INPUT DATA Start Marker

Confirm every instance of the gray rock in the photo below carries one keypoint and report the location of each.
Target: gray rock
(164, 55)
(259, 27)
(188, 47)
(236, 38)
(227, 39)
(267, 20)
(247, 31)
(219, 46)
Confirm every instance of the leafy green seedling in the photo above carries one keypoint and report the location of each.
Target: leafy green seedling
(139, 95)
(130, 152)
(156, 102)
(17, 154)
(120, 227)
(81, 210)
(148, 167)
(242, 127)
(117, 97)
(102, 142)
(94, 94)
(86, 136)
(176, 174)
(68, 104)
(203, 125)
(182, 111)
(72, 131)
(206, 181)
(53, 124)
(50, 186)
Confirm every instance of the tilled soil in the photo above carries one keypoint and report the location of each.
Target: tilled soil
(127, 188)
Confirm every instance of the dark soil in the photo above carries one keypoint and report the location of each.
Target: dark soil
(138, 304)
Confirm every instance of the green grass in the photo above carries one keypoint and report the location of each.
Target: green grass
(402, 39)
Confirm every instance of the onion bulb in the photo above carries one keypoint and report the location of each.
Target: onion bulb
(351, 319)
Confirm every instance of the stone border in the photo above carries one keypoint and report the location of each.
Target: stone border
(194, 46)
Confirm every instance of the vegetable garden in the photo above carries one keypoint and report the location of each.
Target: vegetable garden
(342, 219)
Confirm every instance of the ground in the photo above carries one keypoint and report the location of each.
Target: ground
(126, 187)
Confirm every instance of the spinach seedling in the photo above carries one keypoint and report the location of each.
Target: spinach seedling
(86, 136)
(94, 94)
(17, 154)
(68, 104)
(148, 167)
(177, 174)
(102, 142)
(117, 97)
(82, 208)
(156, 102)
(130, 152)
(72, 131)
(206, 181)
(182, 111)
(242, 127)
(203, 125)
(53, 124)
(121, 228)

INPUT DATA End Marker

DESCRIPTION OF THE TASK:
Set out, exactly as written, the lines from the line with "Target: vegetable garden" to the last line of the records, inclusive, and only those lines.

ANSWER SECTION:
Target: vegetable garden
(342, 219)
Confirm every instance of the ground in the photo above carries one keypoint and report the location of each.
Target: ground
(126, 187)
Confirm every instance of the spinach seedling in the photo above carries one keypoint and report the location of each.
Target: spinach seedling
(86, 136)
(94, 94)
(17, 154)
(68, 104)
(148, 167)
(177, 174)
(102, 142)
(117, 97)
(82, 208)
(156, 102)
(130, 152)
(72, 131)
(206, 181)
(182, 111)
(242, 127)
(203, 125)
(53, 124)
(121, 228)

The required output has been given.